Passage given
This has been asked/answered before, but basically it's all about context/relevance. I am adding more networks so you can keep things relevant. Made a blog post about your Raspberry Pi/Node.js server/Elixir? Cool, then HN might be a good fit and you can add the tag `hackernews="31415926535"`. Is it a cooking recipe? Then add that https://www.reddit.com/r/Cooking/ 's link to your post. Actually Reddit is great for this since they have many different topics, but I focused first on improving HN's version since that's the site I use most (it's still an alpha/dev version but wanted some feedback from HN).
Definitely harming the HN community is something that has been mentioned several times which I didn't consider because of what I mentioned above, so I will take that into account when I publish the final version. I don't want to change/harm the community at all, just so other people can read the awesome comments that happen here.
As I stated in my above comment, I believe that encouraging visitors from one site to come directly to a comment (rather than the entire thread) specifically removes the context.
That is a really good point. Even though before clicking the Reply button they can see that comment and its parents, I agree that it would be a better idea to go to that specific comment in the thread instead of to the reply screen that has no context. I thought there was no way of doing it, but each comment has its own id so I'll just link to the `#ID` so even more context is added when clicking on "reply". Thanks for the tip!
Controlling a community very rarely works. Best thing, IMHO, is to embrace the market, as it were, and assume something will come along to fill the space once occupied by the thing you loved before it morphed. In other words, try lobster.rs.
That is totally awesome, I didn't know you could submit it like that, many actions in HN are protected with custom/per session tokens. I wonder if it'd be violating HN's ToS somehow... I contacted them for asking about some white-hat stuff, so I'll ask them again about adding something like that, but my guessing is if it's properly labeled as yours it'll be okay. Did you happen to contact them/find affirmative language anywhere? (you are not my lawyer and whatever you say is not legal advice, don' worry).

Source data
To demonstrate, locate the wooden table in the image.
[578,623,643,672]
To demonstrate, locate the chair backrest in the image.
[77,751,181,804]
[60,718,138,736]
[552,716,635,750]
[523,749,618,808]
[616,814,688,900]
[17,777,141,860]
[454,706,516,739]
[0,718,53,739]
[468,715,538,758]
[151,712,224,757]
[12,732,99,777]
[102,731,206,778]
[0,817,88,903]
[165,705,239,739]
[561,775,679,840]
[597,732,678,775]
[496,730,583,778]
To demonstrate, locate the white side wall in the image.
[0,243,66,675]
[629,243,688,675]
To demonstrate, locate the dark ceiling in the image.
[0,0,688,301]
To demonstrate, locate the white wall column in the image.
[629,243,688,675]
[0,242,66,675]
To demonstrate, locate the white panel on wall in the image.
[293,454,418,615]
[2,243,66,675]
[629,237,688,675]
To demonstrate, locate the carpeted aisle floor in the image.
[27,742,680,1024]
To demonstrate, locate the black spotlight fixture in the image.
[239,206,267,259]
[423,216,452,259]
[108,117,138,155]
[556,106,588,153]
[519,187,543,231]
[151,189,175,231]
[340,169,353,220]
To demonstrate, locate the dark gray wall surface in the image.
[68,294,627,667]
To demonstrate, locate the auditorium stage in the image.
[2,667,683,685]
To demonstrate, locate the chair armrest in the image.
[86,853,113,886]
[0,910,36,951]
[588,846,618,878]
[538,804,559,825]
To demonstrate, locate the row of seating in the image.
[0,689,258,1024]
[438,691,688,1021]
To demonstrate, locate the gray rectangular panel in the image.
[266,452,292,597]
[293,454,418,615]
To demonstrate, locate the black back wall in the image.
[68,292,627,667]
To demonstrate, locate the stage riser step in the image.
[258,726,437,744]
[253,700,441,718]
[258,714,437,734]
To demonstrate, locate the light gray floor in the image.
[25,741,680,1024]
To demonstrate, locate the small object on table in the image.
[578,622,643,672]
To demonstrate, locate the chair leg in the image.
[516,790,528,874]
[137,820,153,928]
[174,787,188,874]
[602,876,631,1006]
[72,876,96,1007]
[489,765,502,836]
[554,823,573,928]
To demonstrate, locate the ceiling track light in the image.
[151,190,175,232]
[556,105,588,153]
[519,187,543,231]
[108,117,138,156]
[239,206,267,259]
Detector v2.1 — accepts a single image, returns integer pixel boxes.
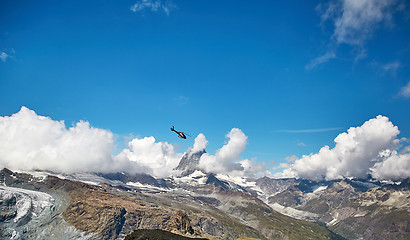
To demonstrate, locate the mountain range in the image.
[0,151,410,239]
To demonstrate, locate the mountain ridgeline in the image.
[0,151,410,239]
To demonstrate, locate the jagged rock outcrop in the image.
[165,211,200,235]
[175,149,206,176]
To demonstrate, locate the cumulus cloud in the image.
[276,115,410,180]
[371,149,410,179]
[382,61,401,74]
[191,133,208,153]
[285,155,298,162]
[306,0,399,70]
[305,51,336,70]
[117,137,182,177]
[399,82,410,98]
[0,107,114,172]
[130,0,175,16]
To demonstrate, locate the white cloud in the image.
[399,82,410,98]
[0,52,10,62]
[276,115,409,180]
[199,128,248,173]
[0,107,266,178]
[382,61,401,74]
[306,0,400,70]
[305,51,336,70]
[322,0,397,46]
[0,107,182,177]
[116,137,182,177]
[192,133,208,153]
[130,0,175,16]
[0,107,114,172]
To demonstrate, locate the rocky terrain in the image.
[0,153,410,239]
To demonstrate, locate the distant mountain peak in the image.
[175,149,206,176]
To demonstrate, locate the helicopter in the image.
[171,126,189,139]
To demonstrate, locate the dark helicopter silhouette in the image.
[171,126,189,139]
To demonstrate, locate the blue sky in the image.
[0,0,410,176]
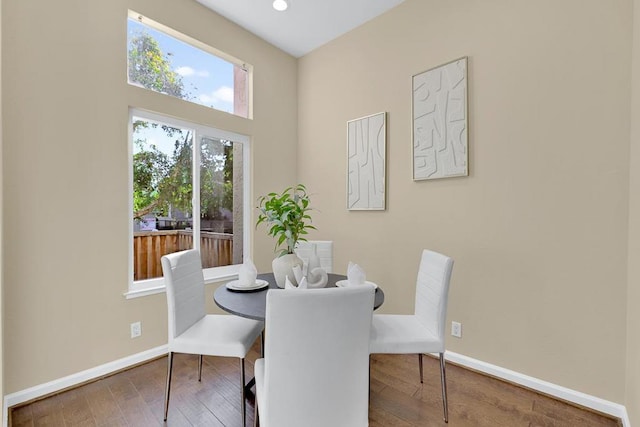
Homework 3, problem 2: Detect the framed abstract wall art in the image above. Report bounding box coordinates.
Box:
[411,57,469,181]
[347,112,387,210]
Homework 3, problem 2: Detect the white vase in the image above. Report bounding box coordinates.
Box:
[271,254,303,288]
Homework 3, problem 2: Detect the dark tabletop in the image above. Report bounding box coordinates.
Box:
[213,273,384,320]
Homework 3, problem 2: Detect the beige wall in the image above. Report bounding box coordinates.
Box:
[0,0,4,416]
[2,0,297,393]
[298,0,632,403]
[625,0,640,425]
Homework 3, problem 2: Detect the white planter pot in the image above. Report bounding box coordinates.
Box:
[271,254,303,288]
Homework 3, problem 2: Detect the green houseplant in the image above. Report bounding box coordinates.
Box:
[256,184,316,288]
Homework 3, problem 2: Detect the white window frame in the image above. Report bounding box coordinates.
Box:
[124,108,252,299]
[127,10,253,120]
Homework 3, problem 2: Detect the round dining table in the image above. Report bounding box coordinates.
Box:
[213,273,384,321]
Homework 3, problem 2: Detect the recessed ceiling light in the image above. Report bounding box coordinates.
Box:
[273,0,289,12]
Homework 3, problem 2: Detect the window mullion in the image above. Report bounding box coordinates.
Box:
[191,129,201,251]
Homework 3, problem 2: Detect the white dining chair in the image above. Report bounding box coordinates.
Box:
[161,249,264,426]
[295,240,333,275]
[371,250,453,422]
[255,285,375,427]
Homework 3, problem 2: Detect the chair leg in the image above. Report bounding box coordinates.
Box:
[164,351,173,421]
[240,358,247,427]
[440,353,449,423]
[253,390,260,427]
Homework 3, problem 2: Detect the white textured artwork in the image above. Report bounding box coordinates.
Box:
[347,113,387,210]
[413,57,468,180]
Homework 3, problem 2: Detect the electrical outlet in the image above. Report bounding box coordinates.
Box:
[131,322,142,338]
[451,322,462,338]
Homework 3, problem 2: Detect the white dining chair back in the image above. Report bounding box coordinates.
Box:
[415,250,453,352]
[255,285,375,427]
[295,240,333,275]
[371,249,453,422]
[161,249,206,345]
[161,249,264,426]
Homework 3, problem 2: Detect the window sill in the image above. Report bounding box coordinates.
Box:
[122,268,238,299]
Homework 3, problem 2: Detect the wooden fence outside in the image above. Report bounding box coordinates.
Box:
[133,230,233,280]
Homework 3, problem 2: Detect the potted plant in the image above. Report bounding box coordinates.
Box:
[256,184,316,288]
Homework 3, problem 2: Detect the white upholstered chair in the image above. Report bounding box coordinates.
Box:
[371,250,453,422]
[162,249,263,426]
[255,285,375,427]
[295,240,333,275]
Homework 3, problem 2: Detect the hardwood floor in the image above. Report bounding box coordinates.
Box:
[9,346,621,427]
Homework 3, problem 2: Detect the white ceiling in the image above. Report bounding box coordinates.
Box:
[196,0,404,57]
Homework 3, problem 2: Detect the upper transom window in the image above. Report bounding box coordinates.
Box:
[127,11,251,118]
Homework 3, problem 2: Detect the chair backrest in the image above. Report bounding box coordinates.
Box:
[260,285,375,427]
[295,240,333,274]
[415,249,453,345]
[161,249,206,345]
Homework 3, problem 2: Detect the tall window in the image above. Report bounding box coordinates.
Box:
[130,110,248,291]
[127,11,251,118]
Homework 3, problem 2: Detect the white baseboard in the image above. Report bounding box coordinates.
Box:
[445,351,631,427]
[2,345,631,427]
[2,345,169,427]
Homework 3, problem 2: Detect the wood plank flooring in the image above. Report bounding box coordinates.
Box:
[9,345,622,427]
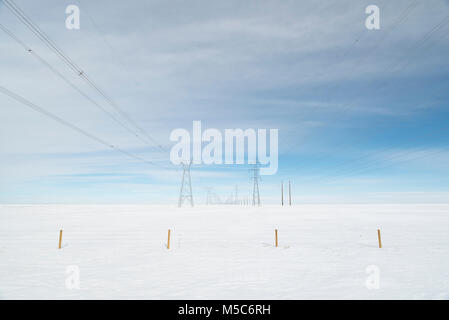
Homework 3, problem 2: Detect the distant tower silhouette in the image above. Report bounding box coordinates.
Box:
[178,160,193,208]
[249,163,260,206]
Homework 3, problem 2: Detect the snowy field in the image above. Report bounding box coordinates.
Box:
[0,205,449,299]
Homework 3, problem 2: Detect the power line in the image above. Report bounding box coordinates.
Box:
[0,86,168,169]
[290,15,449,176]
[0,23,158,149]
[3,0,166,152]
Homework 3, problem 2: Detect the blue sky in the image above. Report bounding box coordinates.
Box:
[0,0,449,204]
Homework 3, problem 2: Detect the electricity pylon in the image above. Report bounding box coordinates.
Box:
[178,160,193,208]
[249,163,260,206]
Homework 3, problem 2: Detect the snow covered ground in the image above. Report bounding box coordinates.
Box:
[0,205,449,299]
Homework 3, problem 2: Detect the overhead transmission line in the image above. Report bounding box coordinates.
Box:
[0,23,158,149]
[280,0,418,150]
[0,86,168,169]
[2,0,166,152]
[286,11,449,178]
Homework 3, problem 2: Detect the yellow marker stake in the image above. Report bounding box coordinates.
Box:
[167,229,170,249]
[377,229,382,248]
[59,229,62,249]
[274,229,278,247]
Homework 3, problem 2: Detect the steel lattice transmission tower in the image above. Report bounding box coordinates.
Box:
[249,163,260,206]
[178,161,193,207]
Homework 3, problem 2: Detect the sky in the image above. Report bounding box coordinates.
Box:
[0,0,449,205]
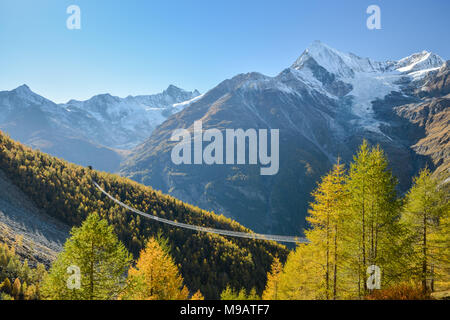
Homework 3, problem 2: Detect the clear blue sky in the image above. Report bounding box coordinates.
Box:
[0,0,450,102]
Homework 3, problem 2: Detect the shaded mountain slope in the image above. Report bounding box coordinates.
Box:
[120,42,446,235]
[0,129,287,298]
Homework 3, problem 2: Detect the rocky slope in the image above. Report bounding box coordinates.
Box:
[0,170,69,266]
[0,85,199,172]
[121,42,446,234]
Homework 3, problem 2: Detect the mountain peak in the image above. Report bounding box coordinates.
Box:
[291,40,379,77]
[13,84,33,94]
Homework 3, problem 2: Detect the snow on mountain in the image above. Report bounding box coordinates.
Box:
[396,51,445,73]
[61,85,200,149]
[291,41,445,133]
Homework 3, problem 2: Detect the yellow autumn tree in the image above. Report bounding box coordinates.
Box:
[262,258,283,300]
[191,290,205,300]
[306,160,346,299]
[121,238,189,300]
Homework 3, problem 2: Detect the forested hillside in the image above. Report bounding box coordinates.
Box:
[0,132,288,298]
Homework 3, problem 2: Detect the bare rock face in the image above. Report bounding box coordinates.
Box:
[417,60,450,97]
[0,170,70,266]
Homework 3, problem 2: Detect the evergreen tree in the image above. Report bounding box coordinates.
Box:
[42,213,131,300]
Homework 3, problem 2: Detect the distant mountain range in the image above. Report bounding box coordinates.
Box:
[121,41,450,235]
[0,41,450,235]
[0,85,200,172]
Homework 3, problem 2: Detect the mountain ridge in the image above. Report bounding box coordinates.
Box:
[120,42,450,235]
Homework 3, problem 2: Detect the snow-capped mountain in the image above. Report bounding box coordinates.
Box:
[121,41,445,234]
[0,85,200,171]
[61,85,200,150]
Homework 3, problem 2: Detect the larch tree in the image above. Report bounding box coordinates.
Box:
[262,258,283,300]
[42,213,132,300]
[402,168,449,292]
[345,140,400,297]
[121,238,189,300]
[305,160,346,299]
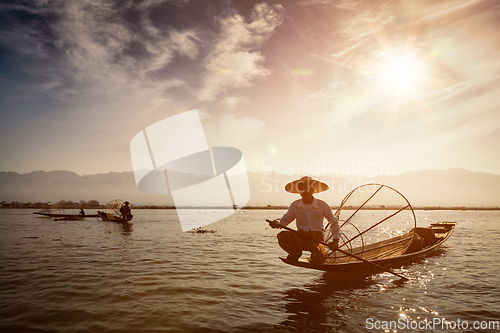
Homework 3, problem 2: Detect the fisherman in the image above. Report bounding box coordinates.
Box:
[120,201,134,220]
[269,176,340,264]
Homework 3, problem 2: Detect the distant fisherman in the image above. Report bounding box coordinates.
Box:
[120,201,134,220]
[269,176,340,264]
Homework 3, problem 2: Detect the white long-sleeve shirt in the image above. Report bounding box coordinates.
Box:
[280,198,340,239]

Exercise tasks
(a) Reproduce the records verbatim, starting with their first line and ending with the line containing "[0,0,688,301]", including that line.
(b) Write what comes next in the comment thread about linking blog posts to Hacker News and Reddit discussions, picking up after its final sentence.

Results in order
(a)
To demonstrate, locate the wooden table in the image.
[578,623,643,672]
To demonstrate, locate the chair backrest in the image.
[77,751,181,804]
[60,718,138,736]
[552,716,635,750]
[523,749,618,808]
[616,814,688,900]
[17,777,141,860]
[454,706,516,739]
[0,718,53,739]
[468,715,538,758]
[151,712,224,757]
[12,732,99,777]
[102,731,206,778]
[0,817,88,903]
[165,705,239,739]
[561,775,679,840]
[597,732,678,775]
[496,730,583,778]
To demonstrate, locate the white side wall in the image.
[0,243,66,675]
[629,243,688,675]
To demonstrate, locate the dark ceiling in the image.
[0,0,688,301]

(b)
I think it's probably fine. It only pre-populates a form and doesn't automatically submit. It's also almost exactly the same as the official Bookmarklet that's linked to from the footer of most pages on HN: https://hackernews.hn/bookmarklet.html
One thing that struck me the other day was that HN disallows commenting on items older than 2 weeks. This pretty much rules out the use case for me. I have been on the receiving end of intriguing comments that arrived after 2 years.
I would ask for Diaspora support, but after seeing that the comments will go through comments.network's infrastructure, I guess I'd rather not add that dependency.
Nice idea though, if you are cool with limiting comments to 2 weeks. I know some people do like that.
One of the main points developing this was making it flexible on the back-end so adding new networks is a breeze. I am considering options for https://comments.network/ future, since I would love for it to grow. Would you pay say 10-15$ for making it all open-source so you can install it on your own server?
Not in my case. I accept to sacrifice some features to keep my blog static. Maybe something on the client side that pulls comments from a public source will do. Maybe even just "email me if you have a comment and I'll include it here".
Wait so you'd rather not add https://comments.network/ dependency but also not host it yourself; how would you set it up then?
Also, would it be nice if Comments network integrated comments on their own when the thread is closed? So you can just comment on the site itself (once the network comments are closed it'd basically be an alternative to Disqus).
If I cared enough I would have used something with built-in comment support, or something like stevekemp posted in a sibling of the parent (aunt/uncle?). I'm not sure I want to do that, because it seems overly complicated for little value. Just having a way for somebody reach out if they really want to is enough for me.
Author here, it's still an early alpha but I'd love to answer any questions that you have. I also have some questions for you if you are interested in the project:
- What are the features that you think are most exciting?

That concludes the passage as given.